SET TASK:
Print all of the data below verbatim, keeping every line in its original order.

RECORDS PROVIDED:
----
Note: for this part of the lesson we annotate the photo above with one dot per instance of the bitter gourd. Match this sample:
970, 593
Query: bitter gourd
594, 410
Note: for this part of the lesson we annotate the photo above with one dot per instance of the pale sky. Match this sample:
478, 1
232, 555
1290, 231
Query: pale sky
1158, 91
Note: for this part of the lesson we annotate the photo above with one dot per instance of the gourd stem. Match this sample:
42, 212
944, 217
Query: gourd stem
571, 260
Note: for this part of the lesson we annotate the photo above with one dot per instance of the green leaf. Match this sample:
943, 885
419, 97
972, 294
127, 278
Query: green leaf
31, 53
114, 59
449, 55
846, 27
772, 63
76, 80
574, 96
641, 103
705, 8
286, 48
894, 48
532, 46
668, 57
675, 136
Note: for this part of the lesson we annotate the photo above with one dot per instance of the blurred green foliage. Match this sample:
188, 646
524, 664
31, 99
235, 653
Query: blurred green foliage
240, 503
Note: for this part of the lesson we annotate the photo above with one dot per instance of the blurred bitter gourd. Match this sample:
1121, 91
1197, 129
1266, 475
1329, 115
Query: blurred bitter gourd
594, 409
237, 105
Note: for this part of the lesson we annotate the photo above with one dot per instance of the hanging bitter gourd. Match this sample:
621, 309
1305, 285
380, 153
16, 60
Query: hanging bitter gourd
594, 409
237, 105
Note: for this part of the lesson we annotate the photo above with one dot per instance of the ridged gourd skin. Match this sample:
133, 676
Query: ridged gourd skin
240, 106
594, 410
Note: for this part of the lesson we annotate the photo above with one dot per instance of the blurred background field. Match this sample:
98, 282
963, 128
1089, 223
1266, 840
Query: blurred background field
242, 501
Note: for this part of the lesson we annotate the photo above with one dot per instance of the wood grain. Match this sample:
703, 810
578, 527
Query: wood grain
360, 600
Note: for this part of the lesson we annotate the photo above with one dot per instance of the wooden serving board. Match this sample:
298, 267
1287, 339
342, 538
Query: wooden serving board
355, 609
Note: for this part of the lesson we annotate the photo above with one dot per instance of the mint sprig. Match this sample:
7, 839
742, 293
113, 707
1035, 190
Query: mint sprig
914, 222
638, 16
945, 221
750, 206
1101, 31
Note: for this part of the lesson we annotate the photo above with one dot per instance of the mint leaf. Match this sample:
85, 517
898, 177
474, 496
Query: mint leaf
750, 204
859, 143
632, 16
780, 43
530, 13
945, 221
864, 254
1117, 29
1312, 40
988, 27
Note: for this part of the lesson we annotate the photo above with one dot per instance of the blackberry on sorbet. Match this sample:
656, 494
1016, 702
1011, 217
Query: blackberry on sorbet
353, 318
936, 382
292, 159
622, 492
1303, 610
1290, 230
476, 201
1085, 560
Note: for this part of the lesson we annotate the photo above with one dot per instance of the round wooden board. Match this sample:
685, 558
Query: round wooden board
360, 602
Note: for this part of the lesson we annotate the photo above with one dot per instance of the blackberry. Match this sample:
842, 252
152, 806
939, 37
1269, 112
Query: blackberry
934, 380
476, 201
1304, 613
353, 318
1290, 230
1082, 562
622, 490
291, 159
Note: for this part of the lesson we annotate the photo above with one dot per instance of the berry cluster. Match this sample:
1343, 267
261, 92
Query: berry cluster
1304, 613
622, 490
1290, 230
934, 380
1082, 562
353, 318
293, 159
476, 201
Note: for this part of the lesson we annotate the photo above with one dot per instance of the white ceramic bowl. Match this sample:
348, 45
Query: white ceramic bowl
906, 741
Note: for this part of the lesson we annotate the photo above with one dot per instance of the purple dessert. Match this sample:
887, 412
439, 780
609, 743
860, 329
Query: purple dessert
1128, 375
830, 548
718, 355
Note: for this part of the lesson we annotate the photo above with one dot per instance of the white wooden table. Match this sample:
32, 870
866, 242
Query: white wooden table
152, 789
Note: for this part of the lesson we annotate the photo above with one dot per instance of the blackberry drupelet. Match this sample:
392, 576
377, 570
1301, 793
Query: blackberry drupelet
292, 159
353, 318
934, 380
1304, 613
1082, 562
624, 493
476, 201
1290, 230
----
RESULT FOR THIS TASK:
Note: for this part of the lesson we annotate the photo above with one dot per instance of the bitter gourd. Match this sample:
970, 593
Query: bitter gourd
594, 410
Note: for this part of the lesson we annotate the photo above with one dot per instance of the pale sky. Match this sample:
478, 1
232, 555
1290, 231
Query: pale sky
1158, 91
Note: for this part of the lesson we annotate the photo above with one dot per instance of the gourd stem. Match this sample:
42, 212
944, 217
Query: gourd stem
571, 260
Note: for this part of the lesson we annotate the photo above with one dot per instance of the green leaf. Match this sample:
943, 885
419, 97
972, 294
127, 278
Query: green leaf
31, 53
114, 59
449, 55
846, 27
772, 63
76, 80
574, 96
641, 103
705, 8
286, 48
894, 48
532, 46
668, 57
675, 136
Note: for this part of the lesson we annotate the photo above with one dot per instance of the blurred green foliage. Match this sample:
188, 646
524, 664
31, 99
235, 653
Query: blurred green foliage
240, 503
Note: for this part of the lesson we annotate the photo above with one dot per instance of the blurred bitter gourd. Match this sample:
1121, 91
1197, 129
1266, 475
1329, 115
Query: blurred bitter gourd
594, 409
237, 105
Note: for this part of the lesson we annotate the photo above with one dot per instance of the hanging bitter gourd. Match this sample:
621, 309
1305, 285
380, 153
16, 60
Query: hanging bitter gourd
594, 409
237, 105
Note: for this part of the lesson we annotate the photo above with one dot per instance of the ridged gourd skin. Match this sample:
133, 676
Query: ridged gourd skin
240, 106
594, 410
Note: for this part of the lesson we annotate the photo above with one dot per instance of the blurred background field. Match this sample:
98, 282
963, 128
1089, 223
1266, 840
Query: blurred background field
242, 501
Note: for this part of the lesson we annotate the photo above with one dot per instance of the wood grain. Match this sample:
703, 810
578, 527
Query: wood grain
360, 600
Note: for this part of the lesson we annotate the photo above with one dot per instance of the wooden serving board. Match this sample:
298, 267
1287, 339
342, 538
Query: wooden serving board
355, 609
Note: for this part of the lesson we annotate the photo above with one dot per instance of the mint sprig. Match this sample:
7, 839
742, 293
113, 707
1035, 190
Query: mint sprig
914, 222
638, 16
945, 221
750, 206
1101, 31
Note: for this part of the lesson we annotate the photo above with one dot per instance of the mint leaf. Match this sample:
85, 517
898, 177
474, 496
Query: mint leaf
750, 204
859, 143
632, 16
780, 43
530, 13
945, 221
864, 254
1117, 29
1312, 40
988, 27
Note: for this part of the lesson we annotate the photo above with one dot per instance of the blackberry on sorbet. Match this sample:
656, 494
1016, 702
1011, 217
Query: blackberry on sorbet
353, 318
936, 382
292, 159
622, 492
1303, 610
1290, 230
476, 201
1085, 560
Note: for this part of the lesson we annotate the photo above with one dot per instance of the round wooden board. Match this sample:
685, 558
Query: round wooden board
360, 602
Note: for this part of the lesson we annotate the photo above with one dot per instance of the blackberry. Match this sample:
842, 252
152, 806
939, 37
1269, 112
Query: blackberry
934, 380
476, 201
1304, 613
353, 318
1290, 230
1082, 562
622, 490
291, 159
Note: for this part of the lesson we annotate the photo above with one dot per instance of the berry cluster. Match this sample:
1343, 267
261, 92
Query: berry cluster
1304, 613
622, 490
1290, 230
934, 380
1082, 562
353, 318
293, 159
476, 201
Note: for this part of the lesson we annotate the photo above with one dot per instance of the white ceramic bowl. Match this sample:
348, 45
Query: white ceramic bowl
906, 741
Note: for this part of the lesson we annotate the photo above with one dot per instance of the purple dessert. Match this sample:
887, 412
439, 780
609, 743
860, 329
Query: purple dessert
1128, 375
830, 548
718, 355
Note: for this part of the lesson we annotate the photo above with one dot per instance of the white wooden table. Match this sample:
32, 870
866, 242
Query: white wooden table
152, 789
Note: for this part of the lesson we annotate the photo above with one dot per instance of the blackberry drupelet. Match this sample:
392, 576
377, 570
1301, 793
Query: blackberry drupelet
292, 159
353, 318
934, 380
1304, 613
1082, 562
624, 493
476, 201
1290, 230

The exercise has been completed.